◆ CHALLENGE 1:
Answer these questions from the outlook excerpt:
(a) What odds does it give for the U.S. escaping recession?
(b) What GDP growth does it forecast for 2024?
(c) At what level and when did the 10-year Treasury yield peak?
◆ CHALLENGE 2: Reproduce the outlook excerpt word for word from "Adding to small" to "excess of 8%.".

◆ DOCUMENT EXTRACT:
****************************************

Gliding to a soft landing

The single most important piece of economic data this year has been inflation. The Core PCE has fallen from 4.9% y/y in December of 2023 to 3.5% as of October (the latest data point available). While not yet at the Fed’s target on a year-over-year basis, inflation as measured using a 3- and 6-month annualized rate is at 2.5% on both measures (Figure 1). Inflation has evaporated from nearly every major category except for housing and based on real-time measures of home and rental prices, we expect this to drag inflation lower in coming months. Encouragingly, disinflation has occurred with the labor market slowing but showing no signs of cracking, and the consumer has behaved similarly. This progress toward the “goldilocks” economy (not too hot, not too cold, and inflation receding) has contributed to our increased conviction in the soft-landing scenario for the U.S. economy. We recently increased the odds of the U.S. escaping recession to 65-70%; we see a 25% probability of a recession.

Figure 1: Disinflation is now well entrenched

Core PCE Infation at 3 months, 6 months, and 12 months annualized rates through October 2023

As of October 31, 2023. Source: Bloomberg, WTIA.

We have a slightly above-consensus forecast of 1.2% GDP growth in 2024, which should support ongoing disinflation. Importantly, our expectation that headline inflation will finish 2024 around 2% means the Fed will need to begin cutting their policy rate by midyear, or they will run the risk of keeping monetary policy too tight and tipping the U.S. economy into recession. The Fed Chair’s comments at last week’s FOMC meeting give us a higher level of confidence that necessary rate cuts will occur, which should support returns of equities and fixed income alike.

Adding to small cap

The last two months of the year have delivered stellar returns for a diversified portfolio, as a sharp decline in interest rates benefited both stocks and bonds. The 10-year Treasury yield peaked at 5% in mid-October and sits below 4% at the time of this writing. Global equities, as measured by the MSCI ACWI, returned nearly 11% over that period[1], with the U.S. aggregate bond index[2] delivering total returns in excess of 8%.

****************************************

◆ STORED DATA:
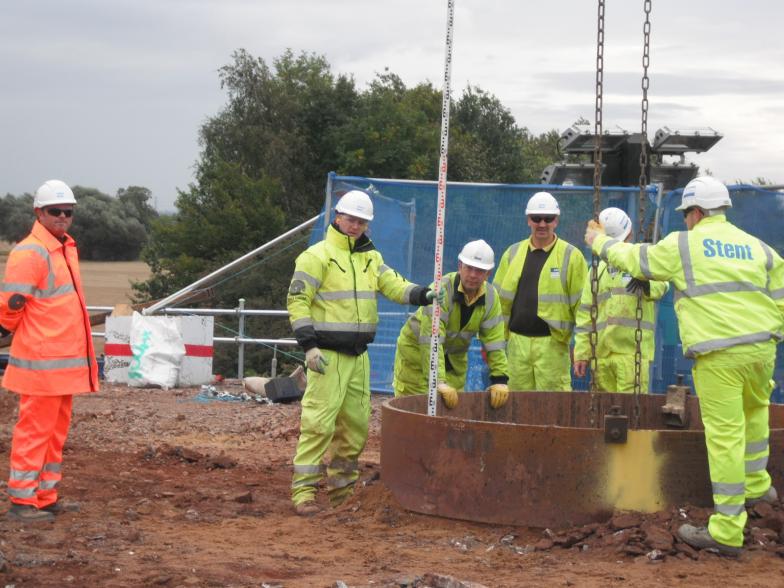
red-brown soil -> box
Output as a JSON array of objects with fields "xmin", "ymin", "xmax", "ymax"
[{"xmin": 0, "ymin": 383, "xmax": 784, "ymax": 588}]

****************************************

◆ EXPECTED ANSWER 1:
(a) 65-70%
(b) 1.2%
(c) 5%, in mid-October

◆ EXPECTED ANSWER 2:
Adding to small cap

The last two months of the year have delivered stellar returns for a diversified portfolio, as a sharp decline in interest rates benefited both stocks and bonds. The 10-year Treasury yield peaked at 5% in mid-October and sits below 4% at the time of this writing. Global equities, as measured by the MSCI ACWI, returned nearly 11% over that period[1], with the U.S. aggregate bond index[2] delivering total returns in excess of 8%.